**Given instruction:**
Output the records in the part that opens with the line containing "mark the region of every instance of the dormer" and closes with the line containing "81], [130, 84]]" as a two-column CSV with the columns request and answer, one row per record. Put each value in a single quoted field and turn its line breaks into spaces.

**Contour labeling records:**
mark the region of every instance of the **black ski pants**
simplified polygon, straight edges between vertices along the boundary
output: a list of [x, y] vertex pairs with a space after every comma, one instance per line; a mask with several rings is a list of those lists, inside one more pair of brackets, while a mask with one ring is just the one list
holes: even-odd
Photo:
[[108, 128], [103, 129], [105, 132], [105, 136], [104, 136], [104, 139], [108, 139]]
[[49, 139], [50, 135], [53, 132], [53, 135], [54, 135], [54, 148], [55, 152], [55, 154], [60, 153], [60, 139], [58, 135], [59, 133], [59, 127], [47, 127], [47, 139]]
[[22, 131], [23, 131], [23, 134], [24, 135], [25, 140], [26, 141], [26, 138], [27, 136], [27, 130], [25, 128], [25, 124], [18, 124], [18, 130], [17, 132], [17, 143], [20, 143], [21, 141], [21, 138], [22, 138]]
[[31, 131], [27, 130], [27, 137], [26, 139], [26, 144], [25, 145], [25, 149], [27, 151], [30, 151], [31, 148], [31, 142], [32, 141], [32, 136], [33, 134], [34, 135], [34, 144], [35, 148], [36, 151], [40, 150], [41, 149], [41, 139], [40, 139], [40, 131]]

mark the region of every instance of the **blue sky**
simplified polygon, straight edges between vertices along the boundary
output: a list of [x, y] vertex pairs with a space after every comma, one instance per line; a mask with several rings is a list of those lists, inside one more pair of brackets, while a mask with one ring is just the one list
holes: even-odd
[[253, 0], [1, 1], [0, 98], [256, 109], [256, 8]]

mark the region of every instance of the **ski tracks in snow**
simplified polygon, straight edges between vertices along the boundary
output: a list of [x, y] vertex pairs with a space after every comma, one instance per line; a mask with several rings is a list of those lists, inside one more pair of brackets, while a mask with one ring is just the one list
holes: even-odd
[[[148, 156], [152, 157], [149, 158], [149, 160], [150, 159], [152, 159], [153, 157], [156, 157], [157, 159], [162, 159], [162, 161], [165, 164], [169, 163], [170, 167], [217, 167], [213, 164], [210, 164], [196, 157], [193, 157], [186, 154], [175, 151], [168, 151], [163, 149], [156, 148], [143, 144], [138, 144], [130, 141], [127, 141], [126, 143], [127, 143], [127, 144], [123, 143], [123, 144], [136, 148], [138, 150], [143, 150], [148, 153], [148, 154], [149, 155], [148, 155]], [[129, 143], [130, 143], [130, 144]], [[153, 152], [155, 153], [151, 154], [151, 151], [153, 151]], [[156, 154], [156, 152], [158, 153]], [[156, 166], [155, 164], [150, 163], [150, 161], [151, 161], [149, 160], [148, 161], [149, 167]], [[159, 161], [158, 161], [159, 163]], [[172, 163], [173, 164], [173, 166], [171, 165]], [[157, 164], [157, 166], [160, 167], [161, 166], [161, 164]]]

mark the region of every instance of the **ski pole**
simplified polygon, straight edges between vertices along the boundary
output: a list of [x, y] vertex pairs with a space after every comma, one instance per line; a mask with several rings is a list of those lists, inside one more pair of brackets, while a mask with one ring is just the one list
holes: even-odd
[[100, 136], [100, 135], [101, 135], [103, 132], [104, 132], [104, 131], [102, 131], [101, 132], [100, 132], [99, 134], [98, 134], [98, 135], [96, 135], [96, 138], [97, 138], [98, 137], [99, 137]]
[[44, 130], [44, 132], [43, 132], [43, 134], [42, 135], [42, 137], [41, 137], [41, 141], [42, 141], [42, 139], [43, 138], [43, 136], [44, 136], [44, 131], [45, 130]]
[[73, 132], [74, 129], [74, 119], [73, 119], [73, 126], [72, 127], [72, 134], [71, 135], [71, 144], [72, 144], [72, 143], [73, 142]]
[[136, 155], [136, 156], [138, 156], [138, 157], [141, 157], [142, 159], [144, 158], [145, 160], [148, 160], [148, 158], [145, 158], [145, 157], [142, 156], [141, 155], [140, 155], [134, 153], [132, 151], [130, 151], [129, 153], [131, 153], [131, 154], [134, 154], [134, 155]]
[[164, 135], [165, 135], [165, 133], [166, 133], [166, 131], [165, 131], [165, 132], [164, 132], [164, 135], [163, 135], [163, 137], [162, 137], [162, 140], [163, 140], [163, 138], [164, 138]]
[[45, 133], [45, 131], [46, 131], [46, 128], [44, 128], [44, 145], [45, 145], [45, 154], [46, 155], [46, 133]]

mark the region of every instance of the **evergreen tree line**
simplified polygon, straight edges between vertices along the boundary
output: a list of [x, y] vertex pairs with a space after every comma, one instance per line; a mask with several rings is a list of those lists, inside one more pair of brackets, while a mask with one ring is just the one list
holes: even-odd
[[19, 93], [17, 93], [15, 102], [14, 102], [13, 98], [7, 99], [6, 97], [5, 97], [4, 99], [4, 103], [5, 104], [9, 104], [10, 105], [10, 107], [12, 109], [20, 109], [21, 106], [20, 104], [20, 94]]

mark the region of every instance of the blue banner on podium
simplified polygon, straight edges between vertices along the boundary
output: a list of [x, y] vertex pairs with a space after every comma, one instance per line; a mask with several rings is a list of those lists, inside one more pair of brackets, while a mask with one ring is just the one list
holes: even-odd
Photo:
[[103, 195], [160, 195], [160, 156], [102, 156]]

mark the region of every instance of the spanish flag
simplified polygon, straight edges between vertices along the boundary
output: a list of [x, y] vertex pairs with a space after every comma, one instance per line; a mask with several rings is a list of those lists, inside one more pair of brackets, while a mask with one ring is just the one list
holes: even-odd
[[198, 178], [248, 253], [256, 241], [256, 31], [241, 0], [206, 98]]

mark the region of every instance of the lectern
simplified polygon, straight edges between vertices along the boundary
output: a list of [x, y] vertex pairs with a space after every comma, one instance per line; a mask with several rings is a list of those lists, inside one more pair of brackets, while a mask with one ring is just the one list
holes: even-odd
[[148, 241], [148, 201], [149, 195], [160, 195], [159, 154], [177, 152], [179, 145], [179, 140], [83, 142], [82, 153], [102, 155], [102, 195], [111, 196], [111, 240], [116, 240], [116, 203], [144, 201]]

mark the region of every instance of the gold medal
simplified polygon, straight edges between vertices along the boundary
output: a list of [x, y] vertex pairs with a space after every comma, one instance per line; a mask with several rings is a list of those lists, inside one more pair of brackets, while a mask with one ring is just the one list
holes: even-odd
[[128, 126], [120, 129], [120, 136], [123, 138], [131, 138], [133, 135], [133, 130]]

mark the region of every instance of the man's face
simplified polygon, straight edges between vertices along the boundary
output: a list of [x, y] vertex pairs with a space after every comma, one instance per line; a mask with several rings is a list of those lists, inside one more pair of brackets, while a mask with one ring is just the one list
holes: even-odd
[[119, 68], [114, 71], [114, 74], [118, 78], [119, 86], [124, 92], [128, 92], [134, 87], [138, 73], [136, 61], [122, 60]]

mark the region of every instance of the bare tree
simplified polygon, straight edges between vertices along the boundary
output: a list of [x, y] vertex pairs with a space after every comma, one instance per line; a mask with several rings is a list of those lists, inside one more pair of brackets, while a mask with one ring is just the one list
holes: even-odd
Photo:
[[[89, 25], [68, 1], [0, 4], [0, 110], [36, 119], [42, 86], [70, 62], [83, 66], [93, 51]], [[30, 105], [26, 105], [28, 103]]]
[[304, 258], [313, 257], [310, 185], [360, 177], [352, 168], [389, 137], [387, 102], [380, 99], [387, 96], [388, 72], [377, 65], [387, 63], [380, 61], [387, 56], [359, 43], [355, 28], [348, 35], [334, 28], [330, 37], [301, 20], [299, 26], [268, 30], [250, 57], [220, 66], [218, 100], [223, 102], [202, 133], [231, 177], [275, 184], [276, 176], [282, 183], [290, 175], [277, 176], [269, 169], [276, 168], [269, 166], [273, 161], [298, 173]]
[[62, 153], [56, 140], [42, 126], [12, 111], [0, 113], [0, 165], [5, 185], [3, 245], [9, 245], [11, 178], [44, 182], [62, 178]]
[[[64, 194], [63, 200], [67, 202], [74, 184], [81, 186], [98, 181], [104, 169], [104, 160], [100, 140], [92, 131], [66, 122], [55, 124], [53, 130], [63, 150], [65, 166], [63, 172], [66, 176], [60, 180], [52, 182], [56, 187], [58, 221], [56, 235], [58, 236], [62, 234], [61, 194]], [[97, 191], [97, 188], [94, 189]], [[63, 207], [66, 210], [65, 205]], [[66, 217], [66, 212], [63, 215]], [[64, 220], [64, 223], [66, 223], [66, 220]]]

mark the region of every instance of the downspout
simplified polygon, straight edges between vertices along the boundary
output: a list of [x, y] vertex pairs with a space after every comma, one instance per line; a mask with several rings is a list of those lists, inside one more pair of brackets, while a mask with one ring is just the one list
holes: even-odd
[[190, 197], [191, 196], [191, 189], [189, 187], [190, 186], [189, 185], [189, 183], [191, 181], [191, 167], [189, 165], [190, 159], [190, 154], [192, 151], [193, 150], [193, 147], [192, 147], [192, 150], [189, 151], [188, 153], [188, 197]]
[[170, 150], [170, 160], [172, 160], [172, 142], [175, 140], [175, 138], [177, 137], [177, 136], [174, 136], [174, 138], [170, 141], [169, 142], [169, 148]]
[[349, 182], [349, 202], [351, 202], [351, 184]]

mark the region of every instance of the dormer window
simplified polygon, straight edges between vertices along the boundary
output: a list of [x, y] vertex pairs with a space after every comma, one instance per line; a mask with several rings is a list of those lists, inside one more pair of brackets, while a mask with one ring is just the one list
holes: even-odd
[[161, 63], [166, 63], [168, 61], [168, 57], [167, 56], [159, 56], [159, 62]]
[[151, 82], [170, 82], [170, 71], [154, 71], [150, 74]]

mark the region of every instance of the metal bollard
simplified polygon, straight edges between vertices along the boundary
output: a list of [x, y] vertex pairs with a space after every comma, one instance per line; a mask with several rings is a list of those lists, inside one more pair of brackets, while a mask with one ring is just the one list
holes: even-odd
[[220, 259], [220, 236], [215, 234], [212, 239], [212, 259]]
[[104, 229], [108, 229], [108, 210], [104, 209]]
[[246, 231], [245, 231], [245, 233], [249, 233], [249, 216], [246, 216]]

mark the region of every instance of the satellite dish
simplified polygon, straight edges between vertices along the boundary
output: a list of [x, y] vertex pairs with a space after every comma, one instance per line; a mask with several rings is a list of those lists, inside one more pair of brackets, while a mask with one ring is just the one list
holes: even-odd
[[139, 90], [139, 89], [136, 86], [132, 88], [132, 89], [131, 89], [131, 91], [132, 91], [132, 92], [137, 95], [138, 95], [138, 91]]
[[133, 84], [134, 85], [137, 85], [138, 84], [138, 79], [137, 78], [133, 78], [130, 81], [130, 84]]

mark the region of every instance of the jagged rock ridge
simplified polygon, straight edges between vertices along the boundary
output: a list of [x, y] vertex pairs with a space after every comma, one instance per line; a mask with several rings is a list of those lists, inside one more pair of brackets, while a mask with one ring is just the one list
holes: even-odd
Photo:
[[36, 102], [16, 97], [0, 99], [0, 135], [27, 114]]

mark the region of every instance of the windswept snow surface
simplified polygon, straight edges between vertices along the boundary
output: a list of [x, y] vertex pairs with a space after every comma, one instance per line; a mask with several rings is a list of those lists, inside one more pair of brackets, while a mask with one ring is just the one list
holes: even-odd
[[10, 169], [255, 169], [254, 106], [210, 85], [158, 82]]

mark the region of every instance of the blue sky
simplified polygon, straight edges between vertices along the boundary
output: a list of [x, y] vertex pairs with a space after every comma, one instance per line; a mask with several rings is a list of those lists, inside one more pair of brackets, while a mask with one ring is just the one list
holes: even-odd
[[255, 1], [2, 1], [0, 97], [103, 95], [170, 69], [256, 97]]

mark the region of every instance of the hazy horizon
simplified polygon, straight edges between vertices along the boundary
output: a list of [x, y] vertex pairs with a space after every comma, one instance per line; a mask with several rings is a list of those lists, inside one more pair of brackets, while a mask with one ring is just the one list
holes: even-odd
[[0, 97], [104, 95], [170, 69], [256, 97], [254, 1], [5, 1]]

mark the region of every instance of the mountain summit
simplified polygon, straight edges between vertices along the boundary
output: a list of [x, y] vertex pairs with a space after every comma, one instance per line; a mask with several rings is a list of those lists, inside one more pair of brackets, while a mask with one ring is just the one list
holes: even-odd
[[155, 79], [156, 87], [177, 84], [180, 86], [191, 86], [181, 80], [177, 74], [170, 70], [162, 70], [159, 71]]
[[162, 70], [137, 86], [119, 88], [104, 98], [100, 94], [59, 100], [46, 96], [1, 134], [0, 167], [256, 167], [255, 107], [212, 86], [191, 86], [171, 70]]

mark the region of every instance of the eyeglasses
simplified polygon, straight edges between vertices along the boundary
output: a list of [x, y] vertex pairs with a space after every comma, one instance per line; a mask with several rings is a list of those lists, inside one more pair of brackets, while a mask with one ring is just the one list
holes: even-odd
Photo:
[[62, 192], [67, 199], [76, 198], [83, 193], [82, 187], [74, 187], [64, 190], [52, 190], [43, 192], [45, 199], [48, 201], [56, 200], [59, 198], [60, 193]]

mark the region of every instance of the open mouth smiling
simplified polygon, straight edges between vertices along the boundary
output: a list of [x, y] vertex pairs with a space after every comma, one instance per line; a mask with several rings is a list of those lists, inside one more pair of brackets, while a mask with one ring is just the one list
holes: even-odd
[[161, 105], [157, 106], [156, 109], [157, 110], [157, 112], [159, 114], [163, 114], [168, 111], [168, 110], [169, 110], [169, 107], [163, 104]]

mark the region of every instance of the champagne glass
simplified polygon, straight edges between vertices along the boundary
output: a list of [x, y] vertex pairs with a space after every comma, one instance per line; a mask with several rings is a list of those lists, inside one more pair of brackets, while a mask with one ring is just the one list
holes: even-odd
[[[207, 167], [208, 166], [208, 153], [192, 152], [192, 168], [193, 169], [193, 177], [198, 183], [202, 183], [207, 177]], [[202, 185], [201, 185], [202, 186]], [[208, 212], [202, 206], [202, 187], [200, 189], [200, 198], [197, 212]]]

**Solution:**
request,answer
"mark the region of every instance of the dormer window simplified polygon, straight edges between vertices along the boundary output: a list of [x, y] vertex pairs with a space after every comma, one instance per line; a mask with several rings is a list of those lists, inside one more pair of brackets, while a mask with one ring is just the one list holes: even-odd","[[161, 63], [166, 63], [168, 61], [168, 57], [167, 56], [159, 56], [159, 62]] [[151, 82], [170, 82], [170, 71], [154, 71], [150, 74]]"
"mark the region of every instance of the metal bollard simplified polygon, straight edges between vertices along the boundary output: a list of [x, y] vertex pairs with a space after every comma, one instance per line; a mask with several rings is a list of those lists, inside one more pair of brackets, while a mask with one ring is just the one list holes: even-odd","[[220, 259], [220, 236], [215, 234], [212, 239], [212, 259]] [[104, 229], [108, 229], [108, 210], [104, 209]] [[246, 231], [245, 231], [245, 233], [249, 233], [249, 216], [246, 216]]"
"mark the region of every instance of the satellite dish simplified polygon, straight edges between vertices along the boundary output: a list of [x, y] vertex pairs with a space after every comma, one instance per line; a mask with several rings is a list of those lists, inside one more pair of brackets, while a mask with one ring is just the one list holes: even-odd","[[139, 90], [139, 89], [136, 86], [132, 88], [132, 89], [131, 89], [131, 91], [132, 91], [132, 92], [137, 95], [138, 95], [138, 91]] [[133, 84], [134, 85], [137, 85], [138, 84], [138, 79], [137, 78], [133, 78], [130, 81], [130, 84]]"